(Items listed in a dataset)
+ + +
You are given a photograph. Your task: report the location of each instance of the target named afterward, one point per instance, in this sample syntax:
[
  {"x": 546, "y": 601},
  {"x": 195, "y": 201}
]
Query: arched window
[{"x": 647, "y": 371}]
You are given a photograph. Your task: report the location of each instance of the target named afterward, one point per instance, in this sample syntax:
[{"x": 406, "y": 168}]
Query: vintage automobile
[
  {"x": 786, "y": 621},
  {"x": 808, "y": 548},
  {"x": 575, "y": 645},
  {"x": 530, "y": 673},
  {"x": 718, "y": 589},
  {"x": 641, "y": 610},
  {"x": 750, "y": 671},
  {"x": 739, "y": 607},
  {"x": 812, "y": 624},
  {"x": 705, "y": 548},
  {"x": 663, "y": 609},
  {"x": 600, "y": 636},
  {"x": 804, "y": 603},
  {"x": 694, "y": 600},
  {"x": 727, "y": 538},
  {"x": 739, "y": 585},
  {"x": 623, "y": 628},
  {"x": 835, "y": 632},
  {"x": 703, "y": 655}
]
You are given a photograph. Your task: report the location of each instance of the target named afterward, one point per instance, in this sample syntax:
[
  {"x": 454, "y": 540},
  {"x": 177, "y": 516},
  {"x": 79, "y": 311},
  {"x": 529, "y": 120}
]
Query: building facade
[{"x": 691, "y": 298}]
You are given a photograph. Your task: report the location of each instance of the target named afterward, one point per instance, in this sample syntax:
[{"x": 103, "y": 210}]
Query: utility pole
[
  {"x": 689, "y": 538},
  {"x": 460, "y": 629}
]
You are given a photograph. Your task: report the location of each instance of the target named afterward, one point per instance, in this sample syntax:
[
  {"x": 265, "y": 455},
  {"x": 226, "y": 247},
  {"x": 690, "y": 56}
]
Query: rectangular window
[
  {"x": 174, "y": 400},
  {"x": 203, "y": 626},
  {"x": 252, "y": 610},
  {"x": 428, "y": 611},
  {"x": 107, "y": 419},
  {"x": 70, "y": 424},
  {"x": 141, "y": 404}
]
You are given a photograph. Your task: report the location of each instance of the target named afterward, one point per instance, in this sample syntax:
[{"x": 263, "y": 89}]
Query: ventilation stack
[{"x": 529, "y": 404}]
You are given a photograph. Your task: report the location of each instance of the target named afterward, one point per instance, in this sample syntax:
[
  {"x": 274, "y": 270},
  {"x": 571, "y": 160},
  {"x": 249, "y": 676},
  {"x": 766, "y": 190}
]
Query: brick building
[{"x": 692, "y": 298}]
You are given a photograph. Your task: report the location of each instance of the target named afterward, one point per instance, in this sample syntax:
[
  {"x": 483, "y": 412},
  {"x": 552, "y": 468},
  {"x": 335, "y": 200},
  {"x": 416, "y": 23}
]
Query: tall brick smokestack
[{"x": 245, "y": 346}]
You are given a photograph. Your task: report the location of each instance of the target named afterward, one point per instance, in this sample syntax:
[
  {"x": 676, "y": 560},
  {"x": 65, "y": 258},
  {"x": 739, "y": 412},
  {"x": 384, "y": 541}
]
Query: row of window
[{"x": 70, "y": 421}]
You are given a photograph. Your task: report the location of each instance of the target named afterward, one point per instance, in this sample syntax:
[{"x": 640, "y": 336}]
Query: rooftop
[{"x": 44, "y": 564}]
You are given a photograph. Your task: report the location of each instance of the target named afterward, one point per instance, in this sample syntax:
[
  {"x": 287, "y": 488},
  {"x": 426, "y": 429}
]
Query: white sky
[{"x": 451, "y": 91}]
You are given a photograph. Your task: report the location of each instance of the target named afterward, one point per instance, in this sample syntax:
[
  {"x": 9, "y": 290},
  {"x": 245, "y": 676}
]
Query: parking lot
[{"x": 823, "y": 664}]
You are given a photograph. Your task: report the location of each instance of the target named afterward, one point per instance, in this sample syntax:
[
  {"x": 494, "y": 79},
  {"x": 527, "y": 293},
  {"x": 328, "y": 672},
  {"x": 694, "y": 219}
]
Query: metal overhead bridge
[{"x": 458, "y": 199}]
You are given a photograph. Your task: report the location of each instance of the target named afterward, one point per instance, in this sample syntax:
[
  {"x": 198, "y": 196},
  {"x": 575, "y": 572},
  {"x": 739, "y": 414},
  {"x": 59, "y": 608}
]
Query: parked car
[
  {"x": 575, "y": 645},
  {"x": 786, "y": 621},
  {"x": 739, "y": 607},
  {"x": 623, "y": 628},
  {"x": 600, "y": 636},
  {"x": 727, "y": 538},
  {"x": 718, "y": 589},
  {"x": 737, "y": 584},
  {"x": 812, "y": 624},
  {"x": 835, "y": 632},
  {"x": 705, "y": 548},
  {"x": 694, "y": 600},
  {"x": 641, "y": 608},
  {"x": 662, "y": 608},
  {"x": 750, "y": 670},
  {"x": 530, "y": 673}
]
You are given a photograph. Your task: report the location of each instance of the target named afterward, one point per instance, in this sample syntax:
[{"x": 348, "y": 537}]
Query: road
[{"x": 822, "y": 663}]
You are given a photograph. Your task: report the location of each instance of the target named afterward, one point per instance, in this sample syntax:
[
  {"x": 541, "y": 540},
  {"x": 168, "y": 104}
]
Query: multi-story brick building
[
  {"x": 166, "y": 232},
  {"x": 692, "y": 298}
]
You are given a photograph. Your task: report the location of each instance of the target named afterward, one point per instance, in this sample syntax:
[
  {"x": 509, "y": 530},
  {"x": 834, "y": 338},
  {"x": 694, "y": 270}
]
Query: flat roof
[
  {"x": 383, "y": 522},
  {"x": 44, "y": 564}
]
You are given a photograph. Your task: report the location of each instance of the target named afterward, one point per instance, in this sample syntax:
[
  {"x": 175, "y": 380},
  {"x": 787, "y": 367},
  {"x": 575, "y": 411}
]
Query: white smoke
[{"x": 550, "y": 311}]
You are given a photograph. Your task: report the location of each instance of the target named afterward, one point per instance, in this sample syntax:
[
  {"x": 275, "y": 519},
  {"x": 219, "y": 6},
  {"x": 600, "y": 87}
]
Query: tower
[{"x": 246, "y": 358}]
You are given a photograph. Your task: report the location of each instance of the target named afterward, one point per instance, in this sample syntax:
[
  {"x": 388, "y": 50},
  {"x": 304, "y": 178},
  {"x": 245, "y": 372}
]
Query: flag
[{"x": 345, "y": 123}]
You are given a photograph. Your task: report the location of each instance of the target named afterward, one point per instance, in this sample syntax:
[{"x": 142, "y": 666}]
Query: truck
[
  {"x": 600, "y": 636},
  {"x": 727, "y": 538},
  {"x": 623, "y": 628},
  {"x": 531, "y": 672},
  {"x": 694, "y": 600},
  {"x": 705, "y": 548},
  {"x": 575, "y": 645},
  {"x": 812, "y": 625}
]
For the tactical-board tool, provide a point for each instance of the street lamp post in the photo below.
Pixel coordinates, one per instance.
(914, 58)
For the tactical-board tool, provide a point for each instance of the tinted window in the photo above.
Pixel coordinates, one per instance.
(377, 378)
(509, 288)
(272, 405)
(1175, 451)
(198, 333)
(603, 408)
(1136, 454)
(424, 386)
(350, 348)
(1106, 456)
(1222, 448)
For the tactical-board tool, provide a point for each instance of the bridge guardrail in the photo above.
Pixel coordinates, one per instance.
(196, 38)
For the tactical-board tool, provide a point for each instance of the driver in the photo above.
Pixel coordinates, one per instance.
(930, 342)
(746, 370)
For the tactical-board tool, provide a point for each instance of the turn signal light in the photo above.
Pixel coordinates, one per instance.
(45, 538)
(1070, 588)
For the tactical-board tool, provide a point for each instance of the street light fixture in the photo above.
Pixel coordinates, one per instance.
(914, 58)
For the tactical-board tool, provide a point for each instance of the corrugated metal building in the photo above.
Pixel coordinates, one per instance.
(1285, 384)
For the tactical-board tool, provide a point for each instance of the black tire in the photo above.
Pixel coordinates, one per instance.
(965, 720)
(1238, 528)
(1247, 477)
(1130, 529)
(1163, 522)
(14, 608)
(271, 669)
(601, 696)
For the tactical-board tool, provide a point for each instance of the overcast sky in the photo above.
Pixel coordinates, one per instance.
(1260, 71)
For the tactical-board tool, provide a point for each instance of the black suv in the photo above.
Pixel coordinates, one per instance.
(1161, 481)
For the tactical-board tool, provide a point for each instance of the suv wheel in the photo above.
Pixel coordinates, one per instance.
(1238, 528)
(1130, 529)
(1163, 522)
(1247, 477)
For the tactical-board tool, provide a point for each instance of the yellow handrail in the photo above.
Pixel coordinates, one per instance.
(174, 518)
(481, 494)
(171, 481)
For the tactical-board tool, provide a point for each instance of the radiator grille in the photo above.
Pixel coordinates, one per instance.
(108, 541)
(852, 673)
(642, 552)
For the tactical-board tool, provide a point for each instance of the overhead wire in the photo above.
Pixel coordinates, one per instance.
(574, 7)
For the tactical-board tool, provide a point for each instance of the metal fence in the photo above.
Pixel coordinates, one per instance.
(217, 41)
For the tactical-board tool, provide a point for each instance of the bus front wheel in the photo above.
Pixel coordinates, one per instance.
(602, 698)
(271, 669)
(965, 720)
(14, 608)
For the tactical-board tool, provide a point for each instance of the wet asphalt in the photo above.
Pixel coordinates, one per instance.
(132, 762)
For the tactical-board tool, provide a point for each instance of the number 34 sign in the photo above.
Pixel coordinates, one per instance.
+ + +
What to do:
Can you transcribe, word for word, every line from the one containing "asphalt in the photo above." through the end of the records, including that first line?

In response:
For the tactical-board tool, provide a point for each instance of the wet asphalt in the photo above.
Pixel coordinates, one per instance.
(132, 762)
For the tactical-board tool, provide a point for each instance of the number 34 sign in the photo above.
Pixel coordinates, one per instance.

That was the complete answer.